> [QUOTED TEXT]:
Introduction

Dynamic languages such as Python are built on top of an interpreter that is able to understand a broad variety of bytecode instructions allowing them to replicate algorithms and process data. This design makes programs based on interpreter languages well-suited for platform independency and allows fast iterations in development.

lovm2 - love em too - is a small language building framework written in Rust featuring a dead-simple stack-based virtual machine doing exactly that. Furthermore, it comes with tools for generating said bytecode out of the box allowing you to rapidly prototype your own coding language without a hassle. There are no advanced concepts to care about. No polymorphism, closures, asynchronous runtime... just straightforward functions, variables and data structures.

The static lovm2 library is so tiny that compiling it into your language yields almost no overhead and also makes it applicable for usage inside a Python environment via pylovm2.

The project is in an early development stage and no API is stable yet. Feel free to contribute.

Setup

  1. Modify your Cargo.toml

    • Add the latest crates.io version
    lovm2 = "0.4.8"
    
    • ... or - if you feel lucky - use the current master branch directly
    lovm2 = { git = "https://github.com/lausek/lovm2" }
    
  2. Run cargo update on your terminal

  3. Import the useful lovm2 components into scope using use lovm2::prelude::*;

Concepts

This chapter aims to give you a brief overview of the internal principles. Even though lovm2 is designed to be as simple as possible, it is still quite important to grasp the implementation concepts behind it.

> [SHORT EXERCISE 1]:
Reproduce the lovm2 introduction word for word, in full.
The lovm2 introduction and the records are unrelated to each other.

> [TASK INPUT]:
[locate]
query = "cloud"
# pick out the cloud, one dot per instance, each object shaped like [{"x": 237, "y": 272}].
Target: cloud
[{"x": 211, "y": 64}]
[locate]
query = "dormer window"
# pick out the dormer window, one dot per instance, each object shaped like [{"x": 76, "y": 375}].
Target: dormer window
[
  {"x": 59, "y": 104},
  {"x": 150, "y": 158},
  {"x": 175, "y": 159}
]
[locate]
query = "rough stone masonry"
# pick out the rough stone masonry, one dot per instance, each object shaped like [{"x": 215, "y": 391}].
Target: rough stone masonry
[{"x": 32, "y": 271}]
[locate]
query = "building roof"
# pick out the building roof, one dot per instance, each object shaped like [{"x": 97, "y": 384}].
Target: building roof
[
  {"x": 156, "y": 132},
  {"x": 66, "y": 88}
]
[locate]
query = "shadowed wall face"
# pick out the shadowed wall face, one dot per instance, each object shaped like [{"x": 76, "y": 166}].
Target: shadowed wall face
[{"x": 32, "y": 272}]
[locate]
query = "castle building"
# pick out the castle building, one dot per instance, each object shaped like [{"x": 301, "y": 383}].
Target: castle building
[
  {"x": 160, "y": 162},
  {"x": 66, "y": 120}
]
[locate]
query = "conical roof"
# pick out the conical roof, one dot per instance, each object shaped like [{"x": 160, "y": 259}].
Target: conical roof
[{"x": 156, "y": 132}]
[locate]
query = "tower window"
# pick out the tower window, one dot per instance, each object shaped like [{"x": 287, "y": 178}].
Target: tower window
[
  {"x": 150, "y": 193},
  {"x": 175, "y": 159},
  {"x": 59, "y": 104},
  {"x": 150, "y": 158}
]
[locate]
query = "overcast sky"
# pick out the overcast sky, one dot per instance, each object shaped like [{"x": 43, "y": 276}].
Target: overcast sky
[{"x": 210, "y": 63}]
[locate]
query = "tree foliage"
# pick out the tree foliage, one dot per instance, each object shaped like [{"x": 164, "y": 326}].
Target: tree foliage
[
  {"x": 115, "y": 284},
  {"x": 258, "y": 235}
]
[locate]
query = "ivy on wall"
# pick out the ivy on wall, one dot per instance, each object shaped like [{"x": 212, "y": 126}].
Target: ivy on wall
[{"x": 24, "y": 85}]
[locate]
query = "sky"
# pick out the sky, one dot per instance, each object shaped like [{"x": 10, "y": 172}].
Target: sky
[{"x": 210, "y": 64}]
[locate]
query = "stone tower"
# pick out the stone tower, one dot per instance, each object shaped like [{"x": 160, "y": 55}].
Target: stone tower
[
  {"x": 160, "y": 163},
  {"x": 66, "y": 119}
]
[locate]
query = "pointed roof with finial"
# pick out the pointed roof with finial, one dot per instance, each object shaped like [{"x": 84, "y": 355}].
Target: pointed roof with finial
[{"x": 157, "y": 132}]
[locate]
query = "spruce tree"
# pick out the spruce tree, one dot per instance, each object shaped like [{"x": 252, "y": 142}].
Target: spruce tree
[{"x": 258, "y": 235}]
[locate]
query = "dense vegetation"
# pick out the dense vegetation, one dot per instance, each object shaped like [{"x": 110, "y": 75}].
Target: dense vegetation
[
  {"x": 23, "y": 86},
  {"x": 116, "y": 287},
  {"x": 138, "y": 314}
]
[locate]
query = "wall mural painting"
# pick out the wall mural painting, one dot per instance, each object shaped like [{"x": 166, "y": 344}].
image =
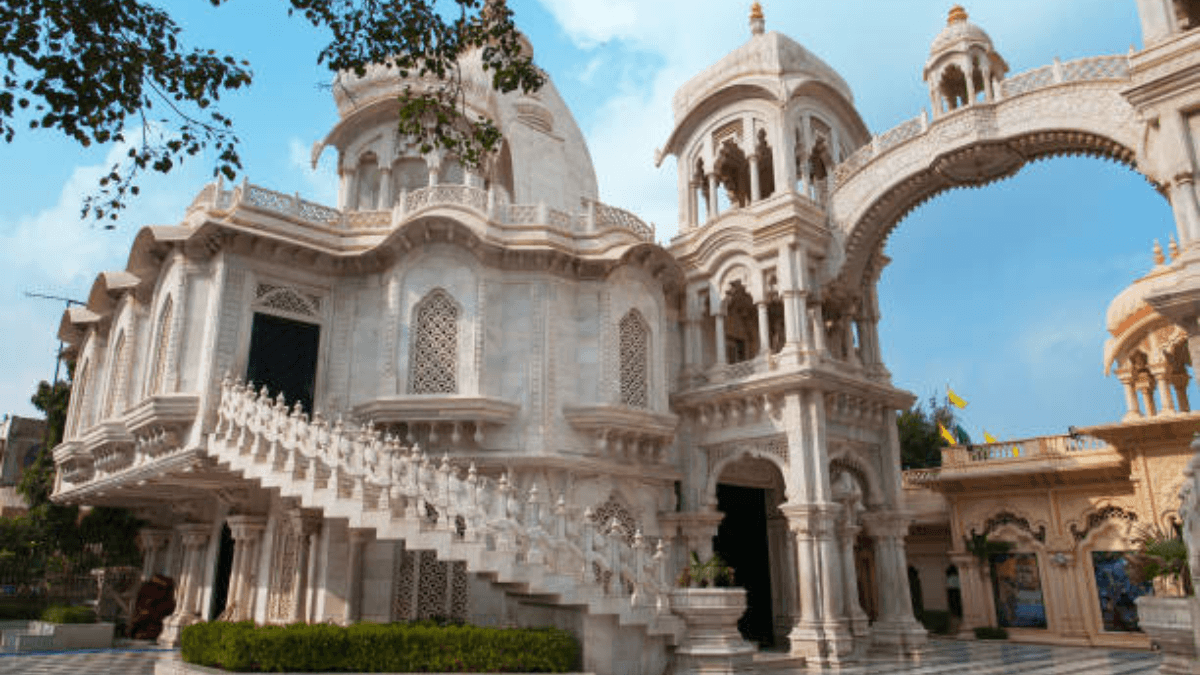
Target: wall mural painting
[
  {"x": 1019, "y": 602},
  {"x": 1116, "y": 591}
]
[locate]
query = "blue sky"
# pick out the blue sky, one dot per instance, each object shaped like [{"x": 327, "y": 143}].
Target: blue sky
[{"x": 999, "y": 291}]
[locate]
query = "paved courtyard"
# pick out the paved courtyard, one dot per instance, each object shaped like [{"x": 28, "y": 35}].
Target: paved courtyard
[{"x": 943, "y": 656}]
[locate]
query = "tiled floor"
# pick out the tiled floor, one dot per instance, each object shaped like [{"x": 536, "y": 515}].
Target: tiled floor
[{"x": 942, "y": 657}]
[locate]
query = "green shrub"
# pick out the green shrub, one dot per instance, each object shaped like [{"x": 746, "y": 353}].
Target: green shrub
[
  {"x": 376, "y": 647},
  {"x": 936, "y": 621},
  {"x": 990, "y": 633},
  {"x": 64, "y": 614}
]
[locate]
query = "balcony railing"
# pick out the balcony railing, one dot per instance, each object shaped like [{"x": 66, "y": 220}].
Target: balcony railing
[{"x": 593, "y": 217}]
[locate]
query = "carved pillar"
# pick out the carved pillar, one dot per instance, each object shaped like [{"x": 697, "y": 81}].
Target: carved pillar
[
  {"x": 763, "y": 329},
  {"x": 721, "y": 357},
  {"x": 359, "y": 538},
  {"x": 187, "y": 592},
  {"x": 306, "y": 524},
  {"x": 1180, "y": 382},
  {"x": 976, "y": 593},
  {"x": 150, "y": 542},
  {"x": 1164, "y": 388},
  {"x": 385, "y": 196},
  {"x": 714, "y": 208},
  {"x": 755, "y": 190},
  {"x": 247, "y": 535},
  {"x": 897, "y": 629},
  {"x": 1133, "y": 411}
]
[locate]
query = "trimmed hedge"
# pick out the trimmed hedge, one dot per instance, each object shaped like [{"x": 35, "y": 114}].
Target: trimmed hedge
[
  {"x": 377, "y": 647},
  {"x": 64, "y": 614},
  {"x": 990, "y": 633}
]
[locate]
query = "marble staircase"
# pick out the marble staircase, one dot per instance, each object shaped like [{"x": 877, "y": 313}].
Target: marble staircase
[{"x": 514, "y": 539}]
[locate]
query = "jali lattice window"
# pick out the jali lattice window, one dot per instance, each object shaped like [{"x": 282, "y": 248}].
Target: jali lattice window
[
  {"x": 635, "y": 347},
  {"x": 435, "y": 356}
]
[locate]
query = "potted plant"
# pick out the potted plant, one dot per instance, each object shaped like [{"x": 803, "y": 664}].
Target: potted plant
[
  {"x": 1161, "y": 557},
  {"x": 711, "y": 608}
]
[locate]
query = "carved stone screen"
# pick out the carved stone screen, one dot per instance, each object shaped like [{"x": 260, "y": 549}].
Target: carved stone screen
[
  {"x": 435, "y": 358},
  {"x": 634, "y": 360}
]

> [SHORT EXERCISE 2]:
Select every line of the records that contains the string "stone", treating uppercase and lowercase as different.

> [WRITTEN RESPONSE 1]:
Introduction

Dynamic languages such as Python are built on top of an interpreter that is able to understand a broad variety of bytecode instructions allowing them to replicate algorithms and process data. This design makes programs based on interpreter languages well-suited for platform independency and allows fast iterations in development.

lovm2 - love em too - is a small language building framework written in Rust featuring a dead-simple stack-based virtual machine doing exactly that. Furthermore, it comes with tools for generating said bytecode out of the box allowing you to rapidly prototype your own coding language without a hassle. There are no advanced concepts to care about. No polymorphism, closures, asynchronous runtime... just straightforward functions, variables and data structures.

The static lovm2 library is so tiny that compiling it into your language yields almost no overhead and also makes it applicable for usage inside a Python environment via pylovm2.

The project is in an early development stage and no API is stable yet. Feel free to contribute.

Setup

  1. Modify your Cargo.toml

    • Add the latest crates.io version
    lovm2 = "0.4.8"
    
    • ... or - if you feel lucky - use the current master branch directly
    lovm2 = { git = "https://github.com/lausek/lovm2" }
    
  2. Run cargo update on your terminal

  3. Import the useful lovm2 components into scope using use lovm2::prelude::*;

Concepts

This chapter aims to give you a brief overview of the internal principles. Even though lovm2 is designed to be as simple as possible, it is still quite important to grasp the implementation concepts behind it.

> [WRITTEN RESPONSE 2]:
query = "rough stone masonry"
# pick out the rough stone masonry, one dot per instance, each object shaped like [{"x": 215, "y": 391}].
Target: rough stone masonry
query = "stone tower"
# pick out the stone tower, one dot per instance, each object shaped like [{"x": 160, "y": 55}].
Target: stone tower
query = "carved stone screen"
# pick out the carved stone screen, one dot per instance, each object shaped like [{"x": 260, "y": 549}].
Target: carved stone screen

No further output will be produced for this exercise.